▶ [Exercise aim] Please reproduce every line of the data below word for word, leaving out the pictures.

Excerpts from pointing data:

_ _ _ _ _ _ _

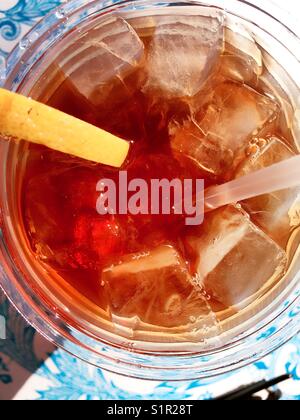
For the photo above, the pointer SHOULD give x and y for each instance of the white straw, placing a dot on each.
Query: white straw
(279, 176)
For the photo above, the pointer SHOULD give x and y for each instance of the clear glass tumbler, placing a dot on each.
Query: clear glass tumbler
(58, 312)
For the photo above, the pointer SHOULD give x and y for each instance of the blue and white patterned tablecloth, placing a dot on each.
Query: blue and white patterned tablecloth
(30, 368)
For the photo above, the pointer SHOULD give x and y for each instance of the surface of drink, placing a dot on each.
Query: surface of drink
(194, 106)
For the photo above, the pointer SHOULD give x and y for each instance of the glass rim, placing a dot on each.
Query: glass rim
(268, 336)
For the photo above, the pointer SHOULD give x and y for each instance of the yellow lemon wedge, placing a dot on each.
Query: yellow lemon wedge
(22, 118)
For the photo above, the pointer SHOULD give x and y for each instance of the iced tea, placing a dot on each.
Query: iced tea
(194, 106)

_ _ _ _ _ _ _

▶ [Problem solution]
For the photo above, the pointer SHOULD give x and y for each instance of the white straw, placing a dot on each.
Query: white straw
(279, 176)
For the photo above, the pointer SHOULD give x and y for each instance of the clear glass tumbler, placing a dot on each.
Query: clear glass tumbler
(58, 312)
For the photo above, the pointer SHOULD give x and y for each instance of the blue and white patterned tablecloth, placing a dot on each.
Query: blue and white patterned tablecloth
(30, 368)
For the photo above, the pointer SHOULD give x and y for each instance of the surface of drink, placing a dot on each.
Query: surface of drink
(194, 106)
For the photo above, the pointer SHOULD give x and y for each instance of the glass rim, placing a dot on each.
Query: glass rim
(268, 336)
For the photo above, the pointer SHOULD give x and y for each instance of the yellow lemon wedge, placing a dot on each.
Query: yellow lemon wedge
(22, 118)
For the photo above, the pointer SHOULD give x and y for each instance of the iced tea, placing a dot on each.
Query: iced tea
(194, 106)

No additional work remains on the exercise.